- _STATED TASK_
Reproduce the data below unchanged, starting at the line that contains "Mark one point on every instance of the bamboo-like" and continuing through the last line of the data, both ends included.

################

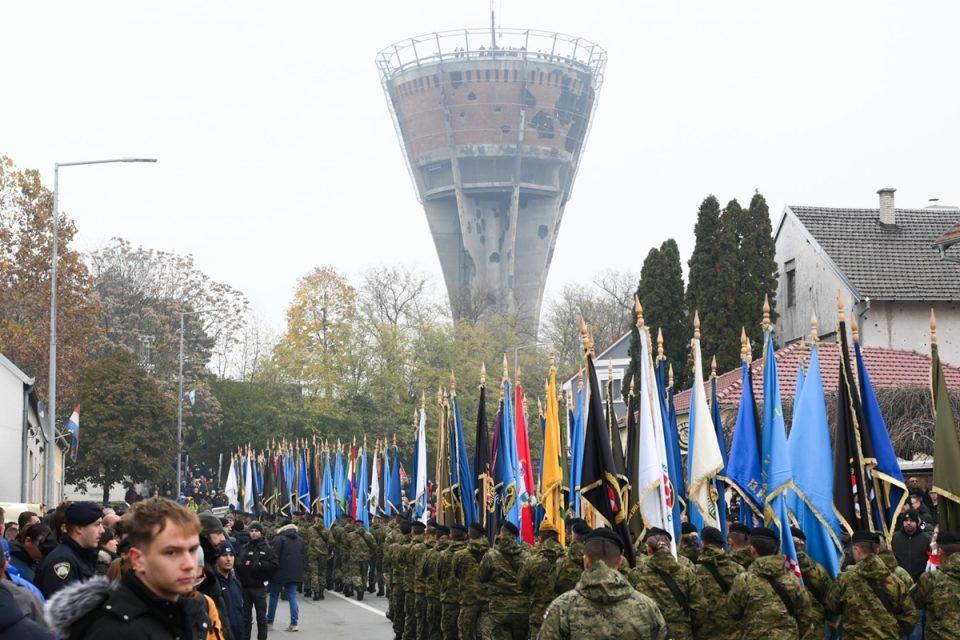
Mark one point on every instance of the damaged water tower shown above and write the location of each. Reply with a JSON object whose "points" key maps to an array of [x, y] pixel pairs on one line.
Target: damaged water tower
{"points": [[493, 125]]}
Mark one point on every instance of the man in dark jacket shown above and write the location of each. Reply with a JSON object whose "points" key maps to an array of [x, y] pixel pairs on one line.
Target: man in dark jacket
{"points": [[151, 602], [911, 544], [230, 587], [212, 535], [75, 558], [290, 551], [255, 567]]}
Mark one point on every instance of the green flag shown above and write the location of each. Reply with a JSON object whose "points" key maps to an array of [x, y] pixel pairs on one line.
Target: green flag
{"points": [[946, 452]]}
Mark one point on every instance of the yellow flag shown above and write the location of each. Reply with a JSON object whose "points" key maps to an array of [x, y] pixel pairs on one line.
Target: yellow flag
{"points": [[552, 482]]}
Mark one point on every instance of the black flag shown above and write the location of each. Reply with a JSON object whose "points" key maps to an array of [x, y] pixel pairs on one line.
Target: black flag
{"points": [[851, 488], [599, 485]]}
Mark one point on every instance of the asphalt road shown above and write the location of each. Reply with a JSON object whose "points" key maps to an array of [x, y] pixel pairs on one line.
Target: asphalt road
{"points": [[336, 617]]}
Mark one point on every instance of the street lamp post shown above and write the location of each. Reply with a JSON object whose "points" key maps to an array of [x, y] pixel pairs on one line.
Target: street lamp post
{"points": [[50, 493], [183, 314]]}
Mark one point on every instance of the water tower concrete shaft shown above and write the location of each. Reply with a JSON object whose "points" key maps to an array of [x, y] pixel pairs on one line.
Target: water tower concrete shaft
{"points": [[493, 126]]}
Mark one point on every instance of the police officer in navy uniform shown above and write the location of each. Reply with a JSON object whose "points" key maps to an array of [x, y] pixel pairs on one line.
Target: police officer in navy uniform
{"points": [[75, 558]]}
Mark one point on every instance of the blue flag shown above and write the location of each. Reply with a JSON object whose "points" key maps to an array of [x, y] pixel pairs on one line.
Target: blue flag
{"points": [[891, 490], [326, 494], [743, 464], [775, 458], [811, 498], [507, 462], [460, 467], [671, 437], [576, 457], [363, 492], [718, 482]]}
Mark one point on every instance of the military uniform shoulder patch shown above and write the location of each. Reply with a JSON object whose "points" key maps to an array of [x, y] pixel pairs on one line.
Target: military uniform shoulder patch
{"points": [[61, 570]]}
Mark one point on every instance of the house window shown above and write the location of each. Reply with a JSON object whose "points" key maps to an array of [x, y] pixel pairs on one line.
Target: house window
{"points": [[791, 270]]}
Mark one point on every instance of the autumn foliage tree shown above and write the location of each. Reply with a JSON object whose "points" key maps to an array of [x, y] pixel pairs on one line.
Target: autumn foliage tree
{"points": [[128, 426]]}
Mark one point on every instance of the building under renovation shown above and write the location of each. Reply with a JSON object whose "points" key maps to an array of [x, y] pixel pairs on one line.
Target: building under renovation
{"points": [[493, 124]]}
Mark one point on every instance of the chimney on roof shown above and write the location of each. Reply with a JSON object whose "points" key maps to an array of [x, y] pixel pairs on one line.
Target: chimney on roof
{"points": [[888, 215]]}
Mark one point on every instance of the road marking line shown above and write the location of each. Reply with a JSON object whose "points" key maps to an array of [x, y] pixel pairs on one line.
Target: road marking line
{"points": [[359, 604]]}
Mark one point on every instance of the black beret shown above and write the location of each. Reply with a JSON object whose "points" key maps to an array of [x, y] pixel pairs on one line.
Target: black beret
{"points": [[606, 535], [948, 537], [83, 513], [866, 536], [764, 532], [657, 531], [712, 535]]}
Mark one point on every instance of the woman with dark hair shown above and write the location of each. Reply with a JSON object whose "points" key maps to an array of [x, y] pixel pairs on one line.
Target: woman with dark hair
{"points": [[107, 550]]}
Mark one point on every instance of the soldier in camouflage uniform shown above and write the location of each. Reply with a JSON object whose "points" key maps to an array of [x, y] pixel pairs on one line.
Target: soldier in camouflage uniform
{"points": [[379, 532], [672, 585], [407, 556], [939, 591], [689, 546], [396, 567], [603, 606], [420, 580], [431, 577], [818, 583], [536, 575], [567, 571], [309, 556], [738, 537], [473, 593], [450, 583], [322, 545], [361, 546], [716, 571], [508, 604], [872, 602], [767, 600]]}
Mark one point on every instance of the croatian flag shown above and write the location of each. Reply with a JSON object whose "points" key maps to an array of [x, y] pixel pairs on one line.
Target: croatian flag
{"points": [[73, 424]]}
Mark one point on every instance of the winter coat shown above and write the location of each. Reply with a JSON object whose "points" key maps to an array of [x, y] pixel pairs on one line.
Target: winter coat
{"points": [[603, 606], [14, 625], [289, 549], [20, 559], [911, 551], [67, 563], [233, 602], [97, 609], [256, 563]]}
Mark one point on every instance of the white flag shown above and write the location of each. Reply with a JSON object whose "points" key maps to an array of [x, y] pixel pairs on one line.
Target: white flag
{"points": [[374, 486], [654, 494], [231, 487], [703, 449], [421, 488], [248, 488]]}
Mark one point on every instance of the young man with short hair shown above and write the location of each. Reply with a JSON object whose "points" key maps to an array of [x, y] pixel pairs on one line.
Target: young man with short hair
{"points": [[153, 599]]}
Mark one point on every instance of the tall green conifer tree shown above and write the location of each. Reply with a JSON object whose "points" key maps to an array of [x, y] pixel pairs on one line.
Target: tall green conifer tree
{"points": [[714, 284]]}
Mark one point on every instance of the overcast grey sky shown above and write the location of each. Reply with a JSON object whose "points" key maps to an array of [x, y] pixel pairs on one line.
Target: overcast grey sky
{"points": [[277, 152]]}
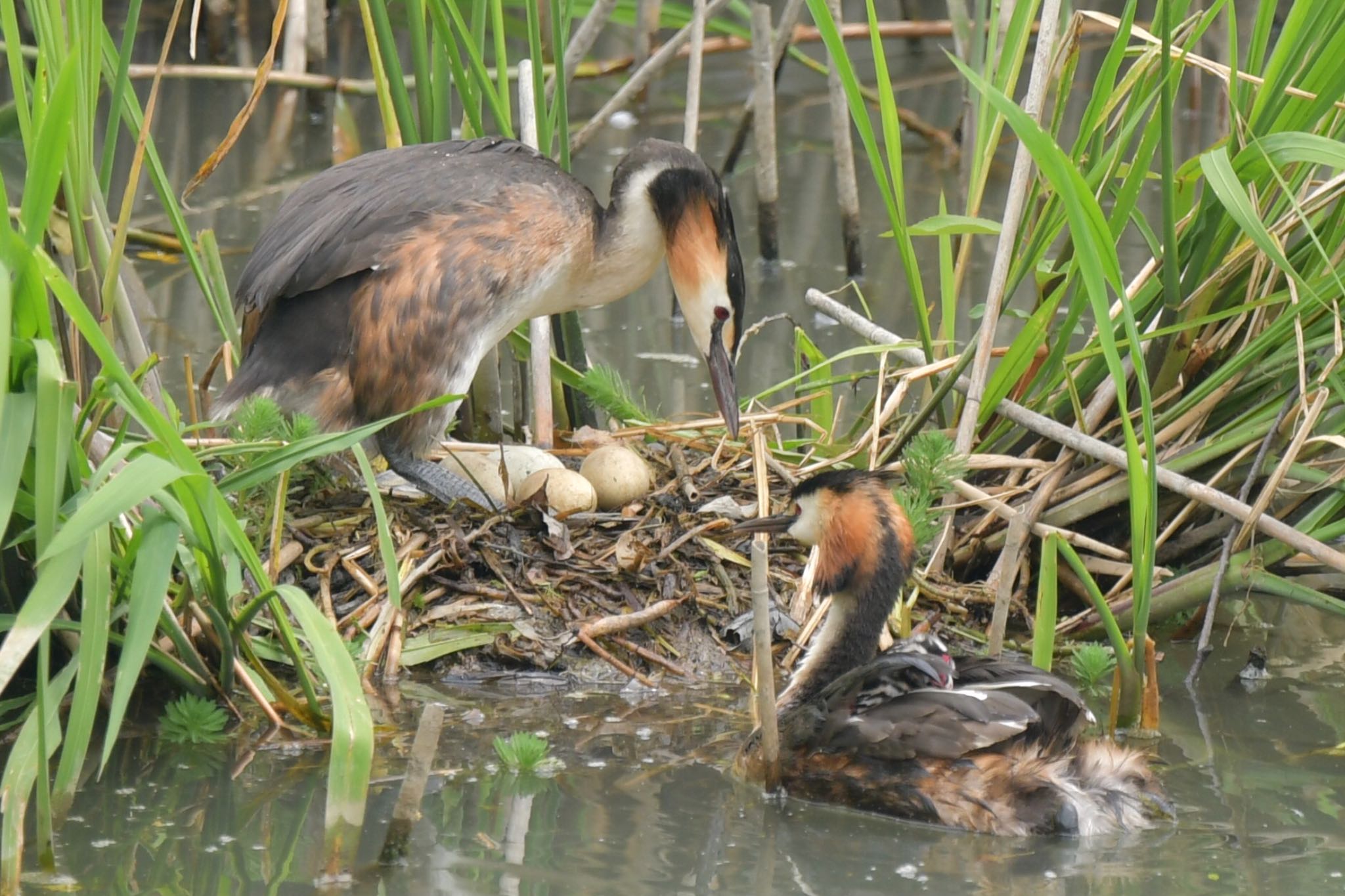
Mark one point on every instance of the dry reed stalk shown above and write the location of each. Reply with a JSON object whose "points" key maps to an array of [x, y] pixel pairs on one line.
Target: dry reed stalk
{"points": [[695, 53], [1196, 61], [639, 79], [1097, 449], [617, 664], [763, 129], [1040, 530], [762, 662], [540, 327], [1023, 167], [806, 634], [581, 42]]}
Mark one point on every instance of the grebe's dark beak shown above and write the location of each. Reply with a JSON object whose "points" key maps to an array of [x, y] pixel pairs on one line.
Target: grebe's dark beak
{"points": [[722, 379], [778, 523]]}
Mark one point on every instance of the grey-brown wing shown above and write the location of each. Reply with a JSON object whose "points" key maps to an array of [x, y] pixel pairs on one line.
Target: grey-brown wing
{"points": [[1061, 708], [937, 725], [342, 219]]}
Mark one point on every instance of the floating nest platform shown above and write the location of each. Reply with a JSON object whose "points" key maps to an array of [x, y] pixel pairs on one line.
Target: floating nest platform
{"points": [[658, 589]]}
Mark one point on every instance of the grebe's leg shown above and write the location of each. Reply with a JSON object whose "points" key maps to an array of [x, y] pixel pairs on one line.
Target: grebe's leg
{"points": [[431, 477]]}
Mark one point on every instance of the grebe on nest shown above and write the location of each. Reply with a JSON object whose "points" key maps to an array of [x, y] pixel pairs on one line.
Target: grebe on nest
{"points": [[384, 281], [971, 742]]}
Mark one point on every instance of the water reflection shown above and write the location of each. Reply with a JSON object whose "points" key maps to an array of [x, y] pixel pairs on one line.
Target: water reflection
{"points": [[645, 807]]}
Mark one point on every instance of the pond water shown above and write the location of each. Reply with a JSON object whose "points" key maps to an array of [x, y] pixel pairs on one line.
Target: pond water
{"points": [[291, 137], [643, 806]]}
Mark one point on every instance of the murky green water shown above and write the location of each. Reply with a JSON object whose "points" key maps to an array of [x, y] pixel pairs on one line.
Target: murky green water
{"points": [[643, 806]]}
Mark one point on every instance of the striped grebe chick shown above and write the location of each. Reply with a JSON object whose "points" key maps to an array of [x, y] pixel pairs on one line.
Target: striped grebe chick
{"points": [[384, 281], [985, 744]]}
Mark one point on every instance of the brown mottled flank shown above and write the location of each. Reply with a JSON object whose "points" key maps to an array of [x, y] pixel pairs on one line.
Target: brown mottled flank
{"points": [[986, 744]]}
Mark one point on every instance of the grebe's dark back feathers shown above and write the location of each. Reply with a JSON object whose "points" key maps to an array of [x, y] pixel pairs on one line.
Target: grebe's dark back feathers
{"points": [[1063, 711], [933, 723], [977, 743], [345, 218]]}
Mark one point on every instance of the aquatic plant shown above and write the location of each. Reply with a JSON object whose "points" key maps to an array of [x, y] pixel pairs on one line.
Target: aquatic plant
{"points": [[192, 720], [1091, 664], [522, 752], [609, 391]]}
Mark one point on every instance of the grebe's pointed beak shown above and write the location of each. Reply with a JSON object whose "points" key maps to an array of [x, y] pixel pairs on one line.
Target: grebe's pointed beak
{"points": [[722, 379], [779, 523]]}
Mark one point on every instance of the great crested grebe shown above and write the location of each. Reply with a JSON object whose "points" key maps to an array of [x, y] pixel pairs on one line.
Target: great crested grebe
{"points": [[384, 281], [975, 743]]}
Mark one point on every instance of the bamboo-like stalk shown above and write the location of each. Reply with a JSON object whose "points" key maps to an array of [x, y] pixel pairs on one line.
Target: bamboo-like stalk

################

- _EXERCISE ANSWER_
Mark one point on every instance of the bamboo-like stalk shown above and write the location of each. Reply with a JSON object whose "points" key maps to an array of [x, y] pixel pairs on one line.
Target: bamboo-like stalk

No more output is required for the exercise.